--- START ---
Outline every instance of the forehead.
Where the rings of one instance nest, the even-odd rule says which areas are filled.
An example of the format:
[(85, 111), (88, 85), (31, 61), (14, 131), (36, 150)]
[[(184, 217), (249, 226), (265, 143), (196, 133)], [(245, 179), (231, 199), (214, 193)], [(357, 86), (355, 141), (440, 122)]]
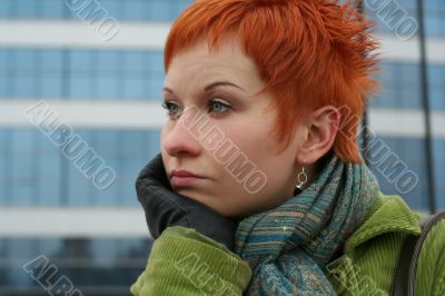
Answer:
[(245, 55), (237, 38), (221, 38), (215, 49), (201, 40), (176, 53), (166, 73), (166, 83), (191, 82), (195, 77), (243, 79), (247, 85), (259, 80), (254, 60)]

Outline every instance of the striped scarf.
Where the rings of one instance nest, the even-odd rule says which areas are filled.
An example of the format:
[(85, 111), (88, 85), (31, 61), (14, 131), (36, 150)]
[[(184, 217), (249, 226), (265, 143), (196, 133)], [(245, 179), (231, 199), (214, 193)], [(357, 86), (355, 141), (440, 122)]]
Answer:
[(325, 266), (364, 223), (377, 191), (365, 165), (333, 155), (301, 194), (243, 219), (235, 251), (253, 270), (245, 295), (336, 295)]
--- END ---
Copy out all of the data above word for word, leaving out the pictures.

Outline every instance of the forehead.
Where the rings of one instance nest, the even-odd rule says which areas are filled.
An example of the format:
[(85, 111), (88, 85), (31, 61), (14, 131), (36, 150)]
[[(184, 217), (249, 226), (265, 143), (196, 133)], [(245, 179), (231, 199), (214, 193)], [(357, 86), (355, 141), (440, 122)]]
Answer:
[(245, 55), (237, 38), (221, 38), (215, 49), (201, 40), (176, 53), (166, 73), (166, 83), (191, 82), (195, 77), (243, 79), (247, 85), (259, 80), (254, 60)]

Outline every instance of the striped scarf.
Where the rings of one instance nest, the even-odd rule says which areas are filled.
An example of the format:
[(85, 111), (88, 85), (31, 61), (14, 131), (36, 150)]
[[(184, 217), (249, 226), (265, 143), (196, 133)], [(245, 179), (231, 199), (214, 193)], [(357, 86), (355, 141), (440, 122)]]
Answer:
[(325, 266), (364, 223), (377, 191), (365, 165), (333, 155), (301, 194), (243, 219), (235, 251), (253, 270), (245, 295), (336, 295)]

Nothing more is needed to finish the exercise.